# STATED TASK
Restate each entry word for word, leaving nothing out.

# PROVIDED RECORDS
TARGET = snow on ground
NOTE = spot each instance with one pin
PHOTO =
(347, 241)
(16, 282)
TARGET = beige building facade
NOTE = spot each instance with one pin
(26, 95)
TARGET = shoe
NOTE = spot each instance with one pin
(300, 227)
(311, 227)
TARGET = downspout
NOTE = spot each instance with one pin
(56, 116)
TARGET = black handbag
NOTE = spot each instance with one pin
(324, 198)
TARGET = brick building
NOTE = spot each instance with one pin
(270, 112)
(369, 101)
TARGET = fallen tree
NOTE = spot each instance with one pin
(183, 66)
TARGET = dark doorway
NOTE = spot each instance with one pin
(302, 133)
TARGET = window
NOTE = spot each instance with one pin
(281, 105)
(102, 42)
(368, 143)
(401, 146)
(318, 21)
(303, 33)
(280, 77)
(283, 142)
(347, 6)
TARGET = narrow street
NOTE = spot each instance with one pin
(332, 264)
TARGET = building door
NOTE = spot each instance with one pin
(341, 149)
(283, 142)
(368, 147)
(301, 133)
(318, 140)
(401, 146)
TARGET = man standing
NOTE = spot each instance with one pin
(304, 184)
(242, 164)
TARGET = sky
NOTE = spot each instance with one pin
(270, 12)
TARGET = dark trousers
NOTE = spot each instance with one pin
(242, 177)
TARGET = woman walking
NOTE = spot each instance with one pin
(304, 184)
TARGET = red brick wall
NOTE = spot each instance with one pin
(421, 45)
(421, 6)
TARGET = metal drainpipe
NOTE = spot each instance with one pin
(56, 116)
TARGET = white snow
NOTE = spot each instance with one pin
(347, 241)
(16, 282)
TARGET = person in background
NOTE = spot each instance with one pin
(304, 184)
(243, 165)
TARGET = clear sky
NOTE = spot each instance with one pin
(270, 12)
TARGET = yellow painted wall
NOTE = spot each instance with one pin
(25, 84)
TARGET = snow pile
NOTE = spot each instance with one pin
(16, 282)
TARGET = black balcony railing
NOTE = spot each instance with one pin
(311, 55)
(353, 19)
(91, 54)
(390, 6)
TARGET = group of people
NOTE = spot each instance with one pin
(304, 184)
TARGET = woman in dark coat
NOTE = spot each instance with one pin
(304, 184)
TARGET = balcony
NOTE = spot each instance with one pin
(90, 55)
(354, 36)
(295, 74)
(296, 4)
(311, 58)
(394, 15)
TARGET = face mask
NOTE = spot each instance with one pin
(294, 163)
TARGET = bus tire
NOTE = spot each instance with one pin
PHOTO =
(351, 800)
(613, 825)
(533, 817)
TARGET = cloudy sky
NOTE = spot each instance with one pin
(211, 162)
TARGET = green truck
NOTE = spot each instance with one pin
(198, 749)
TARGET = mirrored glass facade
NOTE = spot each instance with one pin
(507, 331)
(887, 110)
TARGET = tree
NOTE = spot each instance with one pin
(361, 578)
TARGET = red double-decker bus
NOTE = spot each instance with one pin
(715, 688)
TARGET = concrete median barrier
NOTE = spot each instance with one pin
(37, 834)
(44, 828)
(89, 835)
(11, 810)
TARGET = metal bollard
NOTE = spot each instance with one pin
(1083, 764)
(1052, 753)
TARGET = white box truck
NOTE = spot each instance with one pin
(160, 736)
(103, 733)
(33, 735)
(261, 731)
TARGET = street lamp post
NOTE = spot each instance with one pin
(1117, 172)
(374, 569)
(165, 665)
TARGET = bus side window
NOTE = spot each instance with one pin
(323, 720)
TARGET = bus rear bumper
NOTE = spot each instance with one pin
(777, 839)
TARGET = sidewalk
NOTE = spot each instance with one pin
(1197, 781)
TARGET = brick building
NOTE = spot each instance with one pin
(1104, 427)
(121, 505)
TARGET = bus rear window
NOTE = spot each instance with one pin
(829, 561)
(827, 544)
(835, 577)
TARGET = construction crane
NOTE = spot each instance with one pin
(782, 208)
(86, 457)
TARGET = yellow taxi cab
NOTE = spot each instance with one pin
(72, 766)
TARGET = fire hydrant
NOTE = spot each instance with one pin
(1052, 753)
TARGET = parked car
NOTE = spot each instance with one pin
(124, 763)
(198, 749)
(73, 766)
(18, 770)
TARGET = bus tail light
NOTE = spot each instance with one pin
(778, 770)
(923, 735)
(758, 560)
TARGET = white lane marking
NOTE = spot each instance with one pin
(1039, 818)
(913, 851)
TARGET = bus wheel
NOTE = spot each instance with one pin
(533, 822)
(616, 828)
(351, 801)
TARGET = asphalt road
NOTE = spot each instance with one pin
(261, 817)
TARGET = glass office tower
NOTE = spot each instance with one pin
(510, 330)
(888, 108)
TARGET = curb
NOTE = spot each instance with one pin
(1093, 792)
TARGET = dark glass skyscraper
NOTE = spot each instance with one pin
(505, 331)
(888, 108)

# COMPLETE RESPONSE
TARGET = snow on ground
NOTE = spot each instance with one pin
PHOTO =
(347, 241)
(16, 282)
TARGET = beige building facade
NOTE = spot each instance with one pin
(26, 95)
TARGET = shoe
NOTE = spot each instance with one pin
(300, 227)
(311, 227)
TARGET = downspout
NOTE = spot each instance with one pin
(56, 116)
TARGET = black handbag
NOTE = spot each instance with one pin
(324, 198)
TARGET = brick building
NOTE = spot each instance with one pin
(270, 112)
(369, 101)
TARGET = fallen tree
NOTE = spot each instance with one pin
(183, 66)
TARGET = dark doorway
NOTE = spot each instance with one pin
(302, 133)
TARGET = window
NOTE = spot each instance with one pin
(281, 105)
(102, 42)
(368, 143)
(401, 146)
(318, 21)
(303, 33)
(280, 77)
(283, 142)
(347, 6)
TARGET = narrow street
NOTE = spot each instance with one pin
(332, 264)
TARGET = building door
NOTE = spot each instance with one pin
(341, 149)
(283, 142)
(368, 147)
(301, 133)
(318, 140)
(401, 146)
TARGET = man standing
NOTE = spot each instance with one pin
(304, 184)
(242, 164)
TARGET = sky
NOTE = spot each instance with one pin
(270, 12)
TARGET = dark trousers
NOTE = spot each instance with one pin
(242, 177)
TARGET = woman walking
NOTE = spot each instance with one pin
(304, 184)
TARGET = red brick wall
NOTE = spot each instance with one pin
(421, 45)
(421, 6)
TARGET = metal drainpipe
NOTE = spot each instance with one pin
(56, 116)
TARGET = white snow
NOTE = spot each instance with one pin
(347, 241)
(16, 282)
TARGET = person in background
NOTE = spot each instance with one pin
(304, 184)
(243, 165)
TARGET = clear sky
NOTE = spot each instance with one pin
(270, 12)
TARGET = yellow painted wall
NOTE = spot each instance with one pin
(25, 84)
TARGET = snow pile
NOTE = spot each instance with one pin
(16, 282)
TARGET = black balcony railing
NOTE = spot each instance with one pin
(311, 55)
(353, 19)
(91, 54)
(390, 6)
TARGET = group of people
NOTE = spot each instance with one pin
(304, 184)
TARGET = woman in dark coat
NOTE = spot each instance with one pin
(304, 184)
TARGET = balcony
NOTE = spot each instance with one pin
(90, 55)
(354, 36)
(295, 74)
(296, 4)
(311, 58)
(394, 15)
TARGET = face mask
NOTE = spot each instance with one pin
(294, 163)
TARGET = bus tire
NOTE = spot each instance with one pin
PHOTO =
(351, 800)
(613, 825)
(533, 817)
TARGET = cloudy sky
NOTE = spot each instance with one pin
(211, 162)
TARGET = green truck
NOTE = spot each instance with one pin
(198, 749)
TARGET = mirrored glass facade
NOTE = spot each instance with one pin
(507, 331)
(887, 110)
TARGET = tree
NOTE = spot each instance with one pin
(361, 578)
TARGET = red double-decker bus
NOTE = spot each instance with one pin
(715, 688)
TARGET = concrete median barrier
NOTE = spot each instance with one pin
(37, 834)
(44, 828)
(89, 835)
(11, 810)
TARGET = metal bollard
NOTE = spot each instance with one pin
(1083, 764)
(1052, 753)
TARGET = white box truck
NOTE = spot each instance with one pin
(160, 736)
(103, 733)
(33, 735)
(261, 731)
TARGET = street lamp post
NOTE = spot each instance with one pin
(1117, 172)
(374, 569)
(165, 665)
TARGET = bus side window
NOTE = spot each instance with one pin
(323, 720)
TARGET = bus rear bumper
NOTE = spot each instance with one pin
(777, 839)
TARGET = sidewalk
NOTE = spot each instance with one pin
(1197, 781)
TARGET = brick building
NOTE = spot each instance with one pin
(1104, 427)
(121, 505)
TARGET = bus rear window
NOTE = spot each instance with one pin
(829, 561)
(827, 544)
(835, 577)
TARGET = construction crane
NOTE = spot each instance with one pin
(782, 208)
(86, 457)
TARGET = yellow taxi cab
NOTE = spot each instance with one pin
(72, 766)
TARGET = fire hydrant
NOTE = spot each instance with one pin
(1052, 753)
TARGET = parked car
NOTE = spot each instance with one pin
(124, 763)
(198, 749)
(73, 766)
(18, 770)
TARGET = bus tail light
NOTE = spot each instance with one pin
(778, 770)
(923, 735)
(758, 560)
TARGET = white lane marking
NOTE = spot each instance with one pin
(1039, 818)
(913, 851)
TARGET = bus wheel
NOTE = spot each instance with one pin
(533, 822)
(616, 828)
(351, 801)
TARGET = asphalt road
NOTE = spot each instance with one pin
(261, 817)
TARGET = glass office tower
NOTE = spot each instance with one pin
(510, 330)
(888, 108)
TARGET = curb
NOTE = spot each instance with one pin
(1093, 792)
TARGET = dark glass skyscraper
NOTE = spot each instance with one pin
(505, 331)
(888, 108)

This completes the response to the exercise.